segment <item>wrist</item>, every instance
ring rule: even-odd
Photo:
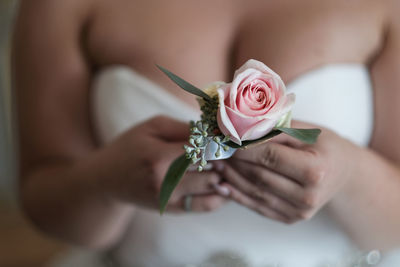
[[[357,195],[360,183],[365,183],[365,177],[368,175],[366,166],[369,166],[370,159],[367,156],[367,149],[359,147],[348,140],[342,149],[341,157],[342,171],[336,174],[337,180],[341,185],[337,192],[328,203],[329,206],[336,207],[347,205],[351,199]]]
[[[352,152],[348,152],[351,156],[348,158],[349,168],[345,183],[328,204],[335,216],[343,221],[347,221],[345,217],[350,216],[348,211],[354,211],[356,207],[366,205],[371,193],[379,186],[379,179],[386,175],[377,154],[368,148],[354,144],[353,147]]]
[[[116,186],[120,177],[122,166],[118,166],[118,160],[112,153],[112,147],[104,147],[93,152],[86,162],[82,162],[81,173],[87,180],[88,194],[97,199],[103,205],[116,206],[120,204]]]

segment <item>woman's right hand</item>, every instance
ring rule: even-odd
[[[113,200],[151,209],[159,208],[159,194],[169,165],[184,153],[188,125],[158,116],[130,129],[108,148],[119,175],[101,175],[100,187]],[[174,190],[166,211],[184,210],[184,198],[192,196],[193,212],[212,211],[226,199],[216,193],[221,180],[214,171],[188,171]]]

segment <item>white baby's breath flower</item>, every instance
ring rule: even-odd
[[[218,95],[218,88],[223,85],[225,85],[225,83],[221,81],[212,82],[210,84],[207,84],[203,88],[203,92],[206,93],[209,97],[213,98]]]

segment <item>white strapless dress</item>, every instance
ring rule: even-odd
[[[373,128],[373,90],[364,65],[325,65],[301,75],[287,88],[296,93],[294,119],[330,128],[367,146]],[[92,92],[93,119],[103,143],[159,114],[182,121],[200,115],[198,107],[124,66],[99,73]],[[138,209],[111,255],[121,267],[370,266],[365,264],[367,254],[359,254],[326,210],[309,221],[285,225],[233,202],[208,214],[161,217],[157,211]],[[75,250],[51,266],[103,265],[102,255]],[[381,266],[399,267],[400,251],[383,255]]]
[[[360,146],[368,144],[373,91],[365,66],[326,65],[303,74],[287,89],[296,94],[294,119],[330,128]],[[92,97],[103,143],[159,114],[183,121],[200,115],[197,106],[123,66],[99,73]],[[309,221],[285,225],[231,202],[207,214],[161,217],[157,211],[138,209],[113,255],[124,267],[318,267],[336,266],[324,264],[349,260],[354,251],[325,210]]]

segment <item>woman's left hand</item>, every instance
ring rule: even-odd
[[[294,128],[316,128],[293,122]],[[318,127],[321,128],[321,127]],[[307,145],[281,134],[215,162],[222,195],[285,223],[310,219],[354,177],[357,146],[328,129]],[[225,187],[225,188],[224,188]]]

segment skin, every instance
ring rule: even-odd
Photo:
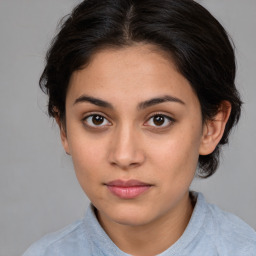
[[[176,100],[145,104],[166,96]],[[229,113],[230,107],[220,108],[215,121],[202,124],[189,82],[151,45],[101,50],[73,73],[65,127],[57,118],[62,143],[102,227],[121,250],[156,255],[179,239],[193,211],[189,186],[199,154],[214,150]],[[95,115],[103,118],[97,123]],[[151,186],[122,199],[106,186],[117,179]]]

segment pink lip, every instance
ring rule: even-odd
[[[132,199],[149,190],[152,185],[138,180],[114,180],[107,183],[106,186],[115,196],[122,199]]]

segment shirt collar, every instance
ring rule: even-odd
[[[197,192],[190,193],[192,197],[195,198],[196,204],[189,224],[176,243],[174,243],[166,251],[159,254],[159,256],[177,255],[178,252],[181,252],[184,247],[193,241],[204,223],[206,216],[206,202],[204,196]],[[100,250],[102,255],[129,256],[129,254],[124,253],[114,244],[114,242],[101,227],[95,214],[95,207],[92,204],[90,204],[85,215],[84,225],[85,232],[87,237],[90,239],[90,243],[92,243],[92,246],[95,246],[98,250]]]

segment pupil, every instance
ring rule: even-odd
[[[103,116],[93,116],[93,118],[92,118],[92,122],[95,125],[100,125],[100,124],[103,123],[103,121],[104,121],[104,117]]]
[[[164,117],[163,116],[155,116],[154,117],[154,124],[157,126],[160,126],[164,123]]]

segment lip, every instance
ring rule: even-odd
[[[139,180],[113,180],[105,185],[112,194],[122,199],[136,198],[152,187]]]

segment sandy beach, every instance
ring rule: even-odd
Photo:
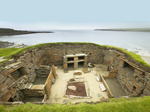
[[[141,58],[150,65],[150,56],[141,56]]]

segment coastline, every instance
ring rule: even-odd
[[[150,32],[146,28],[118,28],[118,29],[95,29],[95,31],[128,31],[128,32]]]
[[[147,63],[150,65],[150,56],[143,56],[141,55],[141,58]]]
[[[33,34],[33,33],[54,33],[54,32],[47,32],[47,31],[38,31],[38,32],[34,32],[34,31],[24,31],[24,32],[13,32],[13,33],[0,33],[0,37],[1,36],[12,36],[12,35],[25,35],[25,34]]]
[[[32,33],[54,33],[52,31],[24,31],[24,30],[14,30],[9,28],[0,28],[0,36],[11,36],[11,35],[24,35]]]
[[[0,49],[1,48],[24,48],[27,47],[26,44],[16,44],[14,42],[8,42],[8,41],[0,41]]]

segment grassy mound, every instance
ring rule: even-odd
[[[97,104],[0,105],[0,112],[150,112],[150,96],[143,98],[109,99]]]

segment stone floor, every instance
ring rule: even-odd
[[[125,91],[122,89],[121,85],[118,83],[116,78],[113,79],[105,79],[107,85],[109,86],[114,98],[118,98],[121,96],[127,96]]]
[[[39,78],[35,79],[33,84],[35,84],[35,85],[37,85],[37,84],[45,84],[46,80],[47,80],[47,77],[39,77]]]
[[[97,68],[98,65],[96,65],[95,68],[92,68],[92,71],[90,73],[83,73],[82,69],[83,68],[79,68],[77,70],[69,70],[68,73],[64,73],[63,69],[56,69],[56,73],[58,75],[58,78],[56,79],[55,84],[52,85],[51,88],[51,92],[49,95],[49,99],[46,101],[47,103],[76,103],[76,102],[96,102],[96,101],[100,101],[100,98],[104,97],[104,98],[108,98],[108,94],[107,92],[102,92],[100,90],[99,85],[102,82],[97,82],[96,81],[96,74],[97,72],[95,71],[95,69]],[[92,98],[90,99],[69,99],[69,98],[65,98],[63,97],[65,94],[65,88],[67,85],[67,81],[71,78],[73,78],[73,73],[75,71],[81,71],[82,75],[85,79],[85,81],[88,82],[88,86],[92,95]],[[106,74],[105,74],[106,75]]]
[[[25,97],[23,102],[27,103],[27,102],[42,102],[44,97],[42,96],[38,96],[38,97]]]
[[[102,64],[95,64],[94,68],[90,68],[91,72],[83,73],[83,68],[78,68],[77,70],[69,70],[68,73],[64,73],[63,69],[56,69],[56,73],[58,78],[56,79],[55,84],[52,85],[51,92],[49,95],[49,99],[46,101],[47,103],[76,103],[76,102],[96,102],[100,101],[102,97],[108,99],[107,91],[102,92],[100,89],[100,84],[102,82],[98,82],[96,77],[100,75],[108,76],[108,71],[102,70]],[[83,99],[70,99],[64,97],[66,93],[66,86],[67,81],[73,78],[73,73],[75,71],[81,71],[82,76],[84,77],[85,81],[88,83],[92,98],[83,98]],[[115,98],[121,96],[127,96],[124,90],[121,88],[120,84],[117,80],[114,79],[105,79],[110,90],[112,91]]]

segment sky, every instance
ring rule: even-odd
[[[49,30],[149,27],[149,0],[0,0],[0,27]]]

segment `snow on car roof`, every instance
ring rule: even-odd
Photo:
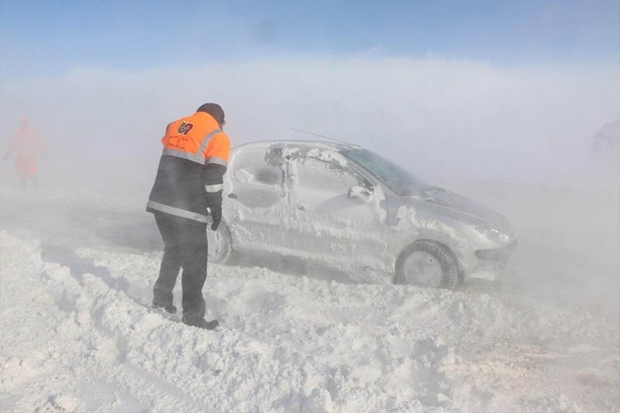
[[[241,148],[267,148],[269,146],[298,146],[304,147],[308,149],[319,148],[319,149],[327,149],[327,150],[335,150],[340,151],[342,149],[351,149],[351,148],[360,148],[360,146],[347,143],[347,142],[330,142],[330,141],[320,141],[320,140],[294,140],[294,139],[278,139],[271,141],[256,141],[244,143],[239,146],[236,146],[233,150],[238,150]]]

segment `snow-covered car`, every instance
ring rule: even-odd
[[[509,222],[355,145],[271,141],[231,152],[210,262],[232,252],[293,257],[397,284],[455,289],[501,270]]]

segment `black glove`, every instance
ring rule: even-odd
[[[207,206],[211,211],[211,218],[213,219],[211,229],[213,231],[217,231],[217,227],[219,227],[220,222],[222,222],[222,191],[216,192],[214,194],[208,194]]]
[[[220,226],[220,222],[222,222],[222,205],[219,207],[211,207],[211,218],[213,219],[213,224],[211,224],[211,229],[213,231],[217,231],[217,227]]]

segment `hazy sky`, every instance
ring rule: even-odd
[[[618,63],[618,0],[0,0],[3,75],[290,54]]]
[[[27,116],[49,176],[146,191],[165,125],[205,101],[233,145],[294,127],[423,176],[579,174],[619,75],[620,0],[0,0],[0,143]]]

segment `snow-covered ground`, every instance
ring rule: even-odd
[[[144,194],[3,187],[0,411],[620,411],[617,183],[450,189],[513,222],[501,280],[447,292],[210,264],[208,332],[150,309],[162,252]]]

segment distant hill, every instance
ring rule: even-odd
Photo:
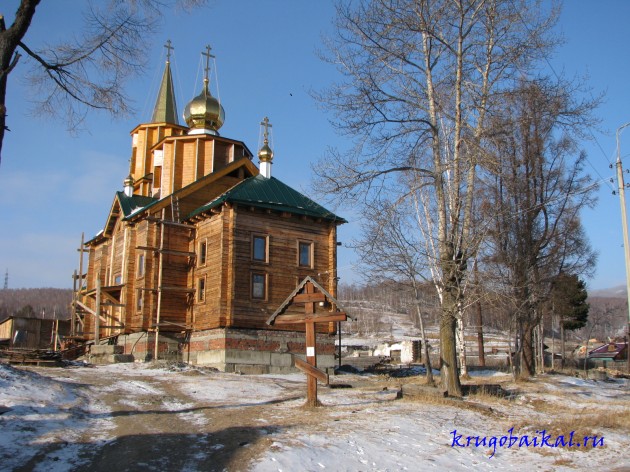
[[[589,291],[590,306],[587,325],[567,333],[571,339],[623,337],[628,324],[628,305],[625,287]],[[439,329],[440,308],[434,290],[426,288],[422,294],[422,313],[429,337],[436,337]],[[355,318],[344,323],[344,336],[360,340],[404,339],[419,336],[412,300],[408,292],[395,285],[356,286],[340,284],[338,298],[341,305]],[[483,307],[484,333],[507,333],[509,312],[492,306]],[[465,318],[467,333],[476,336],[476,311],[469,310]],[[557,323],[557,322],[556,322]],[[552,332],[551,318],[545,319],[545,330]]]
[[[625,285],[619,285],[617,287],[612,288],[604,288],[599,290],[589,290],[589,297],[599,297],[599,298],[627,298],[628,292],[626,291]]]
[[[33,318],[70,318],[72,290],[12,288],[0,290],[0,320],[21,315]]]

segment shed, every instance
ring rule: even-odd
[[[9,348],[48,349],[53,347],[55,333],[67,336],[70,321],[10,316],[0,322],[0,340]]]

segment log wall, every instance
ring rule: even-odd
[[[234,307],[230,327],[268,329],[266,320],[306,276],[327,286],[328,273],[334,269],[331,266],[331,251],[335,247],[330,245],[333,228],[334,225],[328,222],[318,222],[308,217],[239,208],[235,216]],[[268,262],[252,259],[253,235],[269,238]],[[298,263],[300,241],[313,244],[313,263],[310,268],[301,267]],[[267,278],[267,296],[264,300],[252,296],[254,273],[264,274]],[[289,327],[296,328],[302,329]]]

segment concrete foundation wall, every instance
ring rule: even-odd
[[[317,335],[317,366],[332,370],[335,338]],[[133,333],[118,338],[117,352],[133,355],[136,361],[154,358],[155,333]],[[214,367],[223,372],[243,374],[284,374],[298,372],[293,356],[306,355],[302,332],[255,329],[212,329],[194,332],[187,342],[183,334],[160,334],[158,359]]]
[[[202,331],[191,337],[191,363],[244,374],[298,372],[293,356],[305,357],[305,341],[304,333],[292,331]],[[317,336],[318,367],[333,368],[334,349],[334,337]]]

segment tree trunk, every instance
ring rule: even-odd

# WHAT IS NEEDED
Start with the line above that contains "segment <item>woman's right" and stop after the line that contains "segment <item>white strapless". Output those lines exactly, and only those.

# PROBLEM SOLUTION
segment <item>woman's right hand</item>, every instance
ring rule: even-odd
[[[113,200],[151,209],[159,208],[159,194],[169,165],[184,153],[188,125],[158,116],[130,129],[108,148],[119,175],[101,175],[100,187]],[[174,190],[166,211],[184,210],[184,198],[192,196],[193,212],[212,211],[226,199],[216,193],[221,180],[214,171],[188,171]]]

segment <item>white baby's breath flower</item>, every instance
ring rule: even-odd
[[[218,95],[218,88],[223,85],[225,85],[225,83],[221,81],[212,82],[210,84],[207,84],[203,88],[203,92],[206,93],[209,97],[213,98]]]

segment <item>white strapless dress</item>, every instance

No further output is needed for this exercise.